_SOURCE DOCUMENT_.
- - - - -

On the campaign trail, Republican presidential candidate Nikki Haley has warned audiences about a growing military threat from China, arguing that its navy is catching up to the United States’.
"China has built up their military at a scary pace," Haley said in Derry, New Hampshire. China has "the largest naval fleet in the world. They had 370 ships. They'll have 400 ships in two years. We won't even have 350 ships in two decades."
Haley’s numbers, which were similar to ones she cited in the Nov. 8 Republican presidential primary debate in Miami, are about right. Naval ship counts have been a presidential campaign topic since 2012. But do they tell the whole story about naval dominance? Military experts caution that other factors, including ships’ capabilities and advanced technologies, are just as important, if not more so. The nonpartisan Congressional Research Service has called ship counts "a one-dimensional measure."

- - - - -

Detection examples
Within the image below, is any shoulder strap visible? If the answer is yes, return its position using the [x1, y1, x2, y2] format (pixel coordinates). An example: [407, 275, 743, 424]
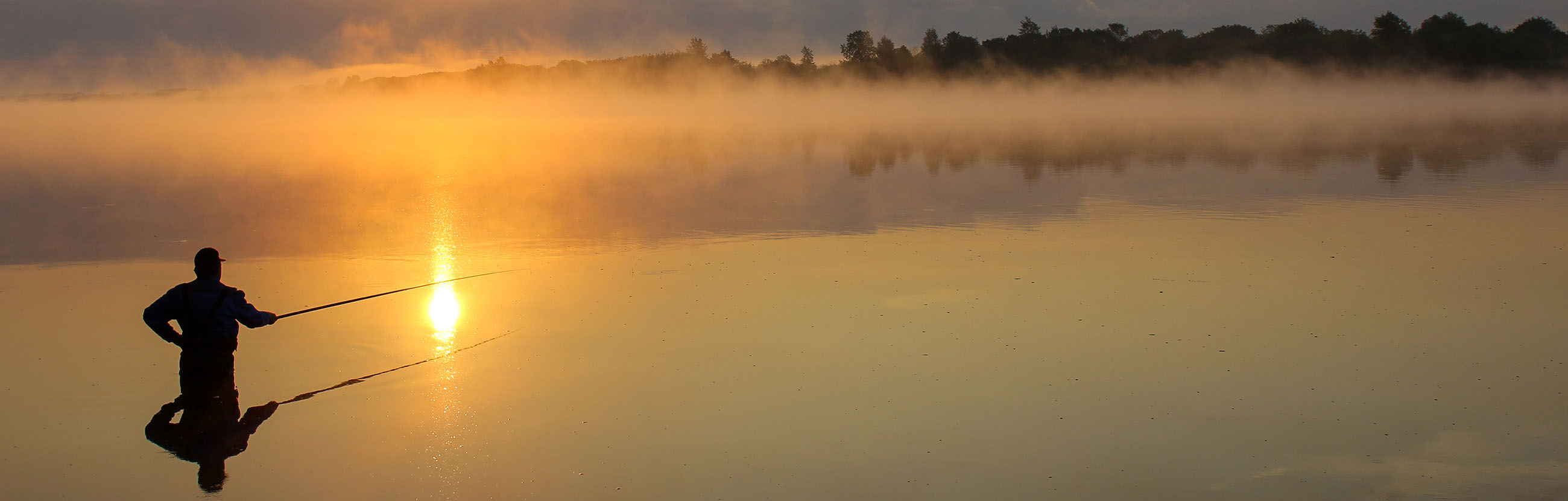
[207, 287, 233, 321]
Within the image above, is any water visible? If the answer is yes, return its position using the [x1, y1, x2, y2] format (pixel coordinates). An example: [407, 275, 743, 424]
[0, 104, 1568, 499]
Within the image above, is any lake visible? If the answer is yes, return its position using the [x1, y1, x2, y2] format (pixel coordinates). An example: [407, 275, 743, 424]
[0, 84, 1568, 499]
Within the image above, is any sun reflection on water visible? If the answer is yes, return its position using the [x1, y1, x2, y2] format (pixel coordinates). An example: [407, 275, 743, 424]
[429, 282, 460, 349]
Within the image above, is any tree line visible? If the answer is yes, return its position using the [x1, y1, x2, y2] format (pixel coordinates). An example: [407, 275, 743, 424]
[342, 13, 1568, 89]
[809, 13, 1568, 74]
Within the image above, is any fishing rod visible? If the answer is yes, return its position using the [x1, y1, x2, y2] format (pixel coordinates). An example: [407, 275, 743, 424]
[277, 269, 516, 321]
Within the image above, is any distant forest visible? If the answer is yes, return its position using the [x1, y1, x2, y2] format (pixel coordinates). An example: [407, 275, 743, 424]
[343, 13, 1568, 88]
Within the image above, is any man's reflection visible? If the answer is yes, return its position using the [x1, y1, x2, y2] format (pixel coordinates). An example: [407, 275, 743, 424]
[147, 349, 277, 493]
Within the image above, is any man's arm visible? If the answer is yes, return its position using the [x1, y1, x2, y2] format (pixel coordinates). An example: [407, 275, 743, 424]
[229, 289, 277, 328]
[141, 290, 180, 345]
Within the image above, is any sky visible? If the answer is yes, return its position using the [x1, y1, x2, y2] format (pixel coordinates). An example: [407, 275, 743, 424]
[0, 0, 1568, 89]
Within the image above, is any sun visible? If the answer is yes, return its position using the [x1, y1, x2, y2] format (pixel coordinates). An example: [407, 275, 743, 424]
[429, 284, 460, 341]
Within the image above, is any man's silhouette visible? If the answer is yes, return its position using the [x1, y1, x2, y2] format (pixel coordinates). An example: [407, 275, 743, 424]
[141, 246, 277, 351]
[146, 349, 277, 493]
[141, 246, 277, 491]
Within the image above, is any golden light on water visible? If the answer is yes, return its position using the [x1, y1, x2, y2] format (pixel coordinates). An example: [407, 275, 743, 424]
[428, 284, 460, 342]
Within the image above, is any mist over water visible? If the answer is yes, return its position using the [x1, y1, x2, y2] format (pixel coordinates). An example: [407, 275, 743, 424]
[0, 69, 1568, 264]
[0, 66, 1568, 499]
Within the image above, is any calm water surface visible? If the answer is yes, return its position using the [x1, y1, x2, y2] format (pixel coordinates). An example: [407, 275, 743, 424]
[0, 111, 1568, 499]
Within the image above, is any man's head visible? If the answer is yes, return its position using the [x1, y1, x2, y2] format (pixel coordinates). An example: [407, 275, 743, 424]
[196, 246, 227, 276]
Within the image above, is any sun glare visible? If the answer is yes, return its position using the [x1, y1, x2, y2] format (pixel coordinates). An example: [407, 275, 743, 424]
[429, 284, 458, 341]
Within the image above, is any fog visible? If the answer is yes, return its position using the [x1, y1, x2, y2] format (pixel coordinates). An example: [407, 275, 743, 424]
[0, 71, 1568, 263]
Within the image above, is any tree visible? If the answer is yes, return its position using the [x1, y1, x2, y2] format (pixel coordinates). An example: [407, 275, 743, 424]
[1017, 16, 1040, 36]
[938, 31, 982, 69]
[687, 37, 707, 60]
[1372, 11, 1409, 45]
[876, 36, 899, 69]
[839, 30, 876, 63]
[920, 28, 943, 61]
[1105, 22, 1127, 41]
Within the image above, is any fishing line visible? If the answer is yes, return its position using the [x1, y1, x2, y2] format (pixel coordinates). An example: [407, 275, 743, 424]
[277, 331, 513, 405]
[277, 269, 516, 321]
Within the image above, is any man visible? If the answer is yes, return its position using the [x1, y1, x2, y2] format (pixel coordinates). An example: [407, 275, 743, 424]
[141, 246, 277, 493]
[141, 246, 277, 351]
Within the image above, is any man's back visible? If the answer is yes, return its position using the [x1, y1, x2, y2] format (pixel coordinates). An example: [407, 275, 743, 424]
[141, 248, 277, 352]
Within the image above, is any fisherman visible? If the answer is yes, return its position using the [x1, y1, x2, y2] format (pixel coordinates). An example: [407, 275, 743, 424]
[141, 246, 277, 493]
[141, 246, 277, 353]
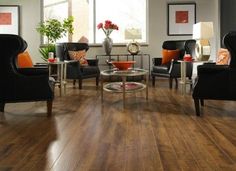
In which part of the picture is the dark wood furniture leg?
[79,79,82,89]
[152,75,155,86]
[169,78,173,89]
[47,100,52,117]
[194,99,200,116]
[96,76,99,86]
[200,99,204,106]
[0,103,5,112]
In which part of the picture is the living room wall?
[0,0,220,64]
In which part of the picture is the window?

- - - - -

_YOUR INSTRUCTIONS_.
After the data, pull out the passage in the naval ship counts text starting with "On the campaign" and going on through "the United States’.", word for word.

_RESPONSE_.
On the campaign trail, Republican presidential candidate Nikki Haley has warned audiences about a growing military threat from China, arguing that its navy is catching up to the United States’.